Exercise details – Reproduce all of the records exactly.

Excerpted data –
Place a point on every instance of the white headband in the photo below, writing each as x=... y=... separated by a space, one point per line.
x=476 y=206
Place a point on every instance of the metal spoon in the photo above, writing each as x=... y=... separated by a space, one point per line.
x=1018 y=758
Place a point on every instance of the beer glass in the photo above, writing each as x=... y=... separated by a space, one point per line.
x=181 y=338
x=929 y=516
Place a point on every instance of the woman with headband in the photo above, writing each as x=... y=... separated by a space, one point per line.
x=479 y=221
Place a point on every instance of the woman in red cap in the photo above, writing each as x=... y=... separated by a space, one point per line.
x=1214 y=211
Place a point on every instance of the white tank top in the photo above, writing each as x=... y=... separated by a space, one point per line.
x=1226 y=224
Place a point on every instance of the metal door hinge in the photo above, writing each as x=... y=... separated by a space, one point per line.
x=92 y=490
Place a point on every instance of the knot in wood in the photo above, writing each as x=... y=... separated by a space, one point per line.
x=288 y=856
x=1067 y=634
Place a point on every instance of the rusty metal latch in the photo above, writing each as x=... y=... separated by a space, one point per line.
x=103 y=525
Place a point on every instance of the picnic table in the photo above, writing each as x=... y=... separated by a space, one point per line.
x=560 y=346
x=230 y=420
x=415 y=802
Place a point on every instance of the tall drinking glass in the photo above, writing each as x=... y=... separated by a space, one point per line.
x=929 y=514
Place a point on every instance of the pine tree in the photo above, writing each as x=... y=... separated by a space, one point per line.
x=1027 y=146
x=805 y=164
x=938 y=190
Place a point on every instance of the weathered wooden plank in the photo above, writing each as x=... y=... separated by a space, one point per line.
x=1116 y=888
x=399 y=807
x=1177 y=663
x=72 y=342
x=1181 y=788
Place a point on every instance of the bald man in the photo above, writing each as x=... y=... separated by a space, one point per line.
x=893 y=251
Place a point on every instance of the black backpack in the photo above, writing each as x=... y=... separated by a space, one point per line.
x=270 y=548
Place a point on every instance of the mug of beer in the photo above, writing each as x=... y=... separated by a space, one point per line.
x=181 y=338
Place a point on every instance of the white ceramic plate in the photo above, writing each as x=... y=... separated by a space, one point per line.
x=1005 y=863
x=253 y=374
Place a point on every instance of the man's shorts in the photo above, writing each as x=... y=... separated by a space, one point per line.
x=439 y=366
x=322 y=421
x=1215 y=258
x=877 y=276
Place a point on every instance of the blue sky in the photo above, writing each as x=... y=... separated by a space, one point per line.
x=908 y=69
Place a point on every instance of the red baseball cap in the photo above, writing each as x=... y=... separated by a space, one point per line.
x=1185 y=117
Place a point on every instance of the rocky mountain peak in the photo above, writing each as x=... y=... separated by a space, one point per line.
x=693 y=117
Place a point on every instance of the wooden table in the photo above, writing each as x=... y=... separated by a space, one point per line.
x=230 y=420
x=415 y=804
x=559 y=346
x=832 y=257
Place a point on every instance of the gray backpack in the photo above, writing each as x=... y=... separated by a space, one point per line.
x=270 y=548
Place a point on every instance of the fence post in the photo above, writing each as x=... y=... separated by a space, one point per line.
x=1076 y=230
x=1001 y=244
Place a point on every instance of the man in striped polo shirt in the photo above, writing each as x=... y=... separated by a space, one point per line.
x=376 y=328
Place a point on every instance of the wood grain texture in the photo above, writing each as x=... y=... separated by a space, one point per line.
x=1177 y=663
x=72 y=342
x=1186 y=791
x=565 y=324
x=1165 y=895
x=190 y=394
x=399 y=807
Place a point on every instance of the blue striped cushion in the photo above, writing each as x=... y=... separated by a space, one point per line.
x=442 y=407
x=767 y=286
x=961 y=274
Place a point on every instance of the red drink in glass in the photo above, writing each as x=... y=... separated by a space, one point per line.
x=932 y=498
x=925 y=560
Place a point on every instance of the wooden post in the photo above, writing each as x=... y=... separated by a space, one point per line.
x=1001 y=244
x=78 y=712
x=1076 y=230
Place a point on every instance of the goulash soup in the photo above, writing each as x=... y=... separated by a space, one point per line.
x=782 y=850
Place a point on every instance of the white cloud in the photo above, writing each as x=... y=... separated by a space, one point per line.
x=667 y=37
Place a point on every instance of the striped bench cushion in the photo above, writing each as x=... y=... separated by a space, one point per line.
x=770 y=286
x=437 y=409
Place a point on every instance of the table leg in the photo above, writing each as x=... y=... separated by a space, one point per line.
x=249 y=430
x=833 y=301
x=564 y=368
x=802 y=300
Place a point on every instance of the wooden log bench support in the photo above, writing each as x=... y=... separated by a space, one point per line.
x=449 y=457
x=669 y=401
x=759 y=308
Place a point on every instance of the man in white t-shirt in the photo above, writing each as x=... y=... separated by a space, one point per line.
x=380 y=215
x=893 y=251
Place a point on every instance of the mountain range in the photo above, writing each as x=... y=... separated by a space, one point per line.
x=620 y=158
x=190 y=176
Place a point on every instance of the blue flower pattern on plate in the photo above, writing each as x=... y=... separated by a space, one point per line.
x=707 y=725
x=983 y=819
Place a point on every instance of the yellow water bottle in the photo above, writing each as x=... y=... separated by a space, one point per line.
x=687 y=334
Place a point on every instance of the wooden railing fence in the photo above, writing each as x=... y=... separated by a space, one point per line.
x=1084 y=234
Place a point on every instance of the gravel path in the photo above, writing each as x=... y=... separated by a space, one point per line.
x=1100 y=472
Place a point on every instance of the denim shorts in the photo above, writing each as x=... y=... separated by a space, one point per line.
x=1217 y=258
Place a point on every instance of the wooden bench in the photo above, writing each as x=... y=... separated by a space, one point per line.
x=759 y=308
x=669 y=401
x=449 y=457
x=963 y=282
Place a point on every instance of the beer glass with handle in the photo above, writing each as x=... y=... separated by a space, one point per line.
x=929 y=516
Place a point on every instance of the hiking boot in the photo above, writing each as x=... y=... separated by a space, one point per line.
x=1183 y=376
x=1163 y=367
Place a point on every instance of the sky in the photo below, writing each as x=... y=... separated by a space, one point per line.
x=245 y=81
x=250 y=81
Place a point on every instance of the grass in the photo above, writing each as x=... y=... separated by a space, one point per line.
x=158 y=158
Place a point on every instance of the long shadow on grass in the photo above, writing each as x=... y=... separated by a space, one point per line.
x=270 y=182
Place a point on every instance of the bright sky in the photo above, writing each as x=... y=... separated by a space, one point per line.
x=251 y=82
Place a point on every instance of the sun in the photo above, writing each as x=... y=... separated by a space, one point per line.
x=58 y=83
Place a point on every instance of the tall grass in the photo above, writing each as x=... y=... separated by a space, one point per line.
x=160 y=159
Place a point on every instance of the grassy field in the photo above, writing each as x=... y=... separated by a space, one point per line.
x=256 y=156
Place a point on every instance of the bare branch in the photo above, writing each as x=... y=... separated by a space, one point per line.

Answer to the problem –
Place a point on every instance of the white headband in the photo below, writing each as x=... y=... separated by a space, one point per line.
x=476 y=206
Place a point on every instance of the metal spoon in the photo above, writing each as x=... y=... separated by a space, one point per line.
x=1018 y=758
Place a point on every instance of the beer glass in the photo above, writing each as x=... y=... separated by a space, one point per line.
x=181 y=338
x=929 y=516
Place a point on every instance of the woman with headband in the photo above, writing each as x=... y=... separated by a space, one point per line.
x=479 y=221
Place a point on every instance of the woman in red cap in the photo above, writing each as x=... y=... separated by a space, one point per line.
x=1214 y=211
Place a point on every instance of the white tank top in the photo above, writing each as x=... y=... separated by a space, one point per line.
x=1226 y=224
Place a point on every instance of the metal door hinge in the photo above, writing each as x=... y=... separated by a space, one point per line.
x=92 y=490
Place a point on every instance of the knot in wood in the photo above, writing each as x=... y=... separated by a space, one point per line.
x=288 y=856
x=1067 y=634
Place a point on every instance of the rusty metal latch in the photo above, writing each as x=... y=... separated by a space, one point per line.
x=103 y=525
Place a point on every instance of the picnic table in the photo above, writing each as x=... y=... separated by a space, one point per line.
x=560 y=346
x=230 y=420
x=415 y=802
Place a point on every instance of the tall drinking glass in the photo above, writing each as x=... y=... separated by a space, one point per line.
x=929 y=514
Place a point on every instance of the pine tree in the photo above, writing each as x=... y=... separated by a space, one point per line.
x=1027 y=146
x=805 y=164
x=938 y=190
Place a point on every instance of the weathered wooden plank in the photo above, writing each as x=... y=... separated by a space, one point per line.
x=1116 y=888
x=399 y=807
x=1177 y=663
x=72 y=342
x=1181 y=788
Place a point on every instance of the bald man in the photo above, writing each as x=... y=... separated by a space, one point per line.
x=893 y=251
Place a point on every instance of the black backpack in the photo above, writing each as x=... y=... separated by a space, one point per line.
x=270 y=548
Place a point on every instance of the mug of beer in the photo above, writing each as x=... y=... separated by a space, one point per line.
x=181 y=338
Place a point on every instance of the white ceramic plate in the photo above, writing each as x=... y=... separated by a space, one point per line.
x=1005 y=863
x=253 y=374
Place a point on every instance of the man's shorts in the photo above, writing each as x=... y=... separated by a space, one point per line.
x=439 y=366
x=322 y=421
x=1215 y=258
x=877 y=276
Place a point on every instance of the blue sky in the photo above, writing each as x=... y=... separated by a space, one point per line.
x=908 y=69
Place a point on every instance of the red baseball cap in the photo above, writing each as x=... y=... separated by a space, one point per line.
x=1185 y=117
Place a point on every instance of the rocky mountain peak in the photo above, writing each as x=... y=... separated by a space, one point per line.
x=693 y=117
Place a point on every instance of the wooden table in the photo above, writing each as x=... y=... separated by a space, one point per line.
x=230 y=420
x=415 y=804
x=559 y=346
x=832 y=257
Place a point on every instance of the gray backpack in the photo above, writing each as x=... y=... separated by a space, one point per line.
x=270 y=548
Place a point on every instance of the fence post in the photo above, writing each as x=... y=... separated by a space, one point per line.
x=1076 y=230
x=1001 y=244
Place a point on every instance of the man in striped polo shirt in the photo above, writing each as x=... y=... separated by a space, one point per line.
x=376 y=328
Place a point on every instance of the wood grain texture in the photo above, writing each as x=... y=... separated by a space, one point per line.
x=1177 y=663
x=72 y=342
x=1186 y=791
x=565 y=324
x=1165 y=895
x=190 y=394
x=399 y=807
Place a point on every instance of the blue striped cushion in the photo above, writing each as x=... y=... separated by a space, one point per line.
x=442 y=407
x=767 y=286
x=961 y=274
Place a point on every instance of the red drink in glass in the photo above, writing each as x=... y=... separated by a space, one point per line.
x=932 y=498
x=925 y=560
Place a point on every instance of the wooden post in the photo above, writing each as x=... y=... separated by a space, one point per line.
x=1001 y=244
x=78 y=712
x=1076 y=230
Place a point on every instance of the goulash soup in the photo above, writing each as x=... y=... separated by a space, one point per line.
x=782 y=850
Place a point on every instance of the white cloud in the photo above, writing each as x=... y=... separated by a space, one point per line.
x=667 y=37
Place a point on every instance of the striped bench cushion in the photo above, writing each as x=... y=... separated by a space, one point per line.
x=770 y=286
x=437 y=409
Place a point on every instance of the table leg in the photo above, writing each as x=... y=... separated by a space, one point per line.
x=249 y=430
x=833 y=301
x=564 y=368
x=802 y=300
Place a point on every instance of the wooden log bench support in the photo above, writing each as x=... y=... separated by a space, one point per line.
x=449 y=457
x=669 y=401
x=759 y=308
Place a point on every instance of the man in white t-shirt in the photo above, writing each as x=... y=... separated by a space, one point per line.
x=380 y=215
x=893 y=251
Place a point on every instance of the mountain range in the photo above, writing each as x=... y=... separated by a space, one point per line.
x=620 y=158
x=190 y=176
Place a point on every instance of the blue flower pattern on plate in the photo above, writing each as x=... y=... separated by a space, one point per line.
x=707 y=725
x=983 y=819
Place a point on every instance of the yellow water bottle in the photo above, writing each as x=... y=... separated by a space, one point per line.
x=687 y=334
Place a point on every instance of the wooden railing fence in the photo above, writing each as x=... y=... separated by a space, one point per line.
x=1084 y=234
Place a point on every instance of the gravel path in the photo above, writing each as x=... y=... separated by a space, one point per line.
x=1100 y=472
Place a point on every instance of the denim shorts in the photo above, writing each as x=... y=... separated by a space, one point per line.
x=1217 y=258
Place a point on every instance of the wooden bench in the photo above, writing each as x=... y=... separated by a space, one point per line.
x=759 y=308
x=669 y=401
x=449 y=457
x=963 y=282
Place a point on every instance of the beer glass with handle in the photo above, writing each as x=... y=... separated by a space, one point per line.
x=929 y=516
Place a point on every instance of the hiking boot in the photo above, writing each as x=... y=... separated by a space, one point per line.
x=1183 y=376
x=1163 y=367
Place a point on every instance of the sky in the photo below, writing each as x=... y=... separated by a space, one point per line.
x=245 y=81
x=250 y=81
Place a point on every instance of the grass in the photo above, writing each as x=... y=... separated by a space, one point per line.
x=158 y=158
Place a point on every instance of the long shadow on grass in the photo above, writing each as x=... y=... separated by a space, one point per line.
x=270 y=182
Place a point on every instance of the bright sky in the photo above, writing each as x=... y=... separated by a space, one point per line.
x=251 y=82
Place a point on every instance of the sun in the photo above, writing each as x=... y=... separated by a space, one point per line.
x=58 y=83
Place a point on every instance of the tall grass in the photo above, writing each as x=... y=... separated by a space, one point per line.
x=160 y=159
Place a point on every instance of the grassy field in the photo above, writing each as x=... y=... separated by a space, one point per line.
x=256 y=156
Place a point on every instance of the bare branch in the photo above, writing each as x=... y=... separated by a space, one point per line.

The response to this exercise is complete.